◆ What this task involves ◆
Turn the lines of the entries below into a JSON list of strings, one string per line, skipping blank lines and leaving out the pictures.

◆ Material provided ◆
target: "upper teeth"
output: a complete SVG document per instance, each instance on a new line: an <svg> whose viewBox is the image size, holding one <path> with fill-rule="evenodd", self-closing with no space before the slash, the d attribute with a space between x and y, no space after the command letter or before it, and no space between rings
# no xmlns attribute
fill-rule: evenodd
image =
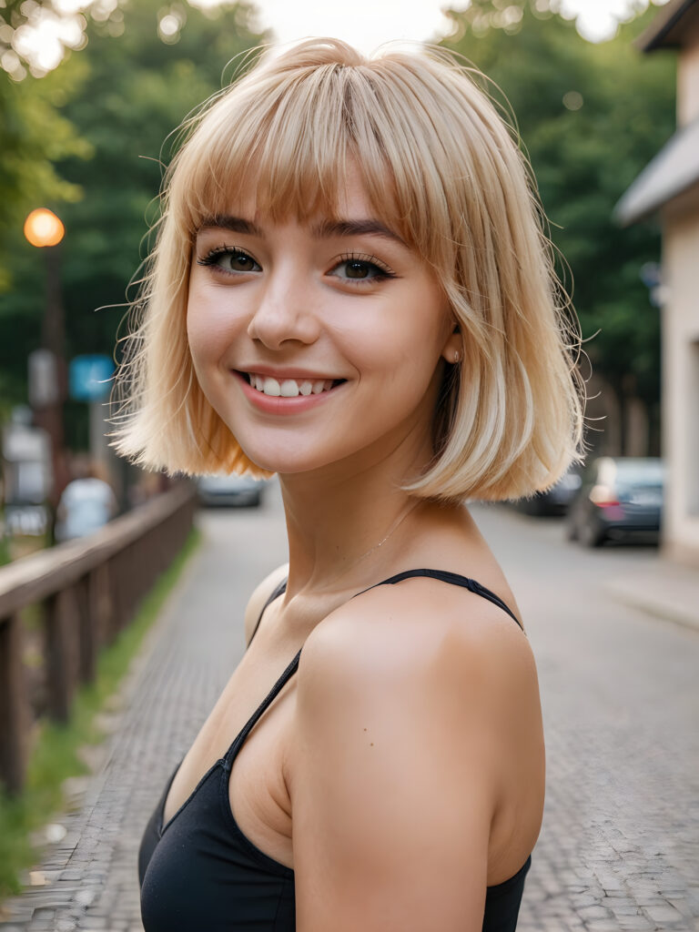
<svg viewBox="0 0 699 932"><path fill-rule="evenodd" d="M250 384L258 391L264 391L266 395L274 395L283 398L295 398L296 395L319 395L322 391L328 391L333 387L332 378L320 378L316 381L304 379L297 381L295 378L284 378L281 382L272 378L271 376L257 376L255 373L248 373Z"/></svg>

◆ Result of this exercise ◆
[
  "target: \"upper teeth\"",
  "output: a complete SVG document per instance, each instance on a new line: an <svg> whose viewBox is the image size, holding one <path> with fill-rule=\"evenodd\", self-closing with no space before the slash, the d attribute with a space between x and y, no space after the command letter or before it, and no space between rings",
  "# no xmlns attribute",
  "fill-rule: evenodd",
  "image =",
  "<svg viewBox=\"0 0 699 932\"><path fill-rule=\"evenodd\" d=\"M250 384L258 391L264 391L266 395L274 395L283 398L295 398L296 395L319 395L322 391L328 391L333 387L332 378L320 378L316 381L304 379L297 381L295 378L284 378L281 382L272 378L271 376L257 376L255 373L248 373Z\"/></svg>"
]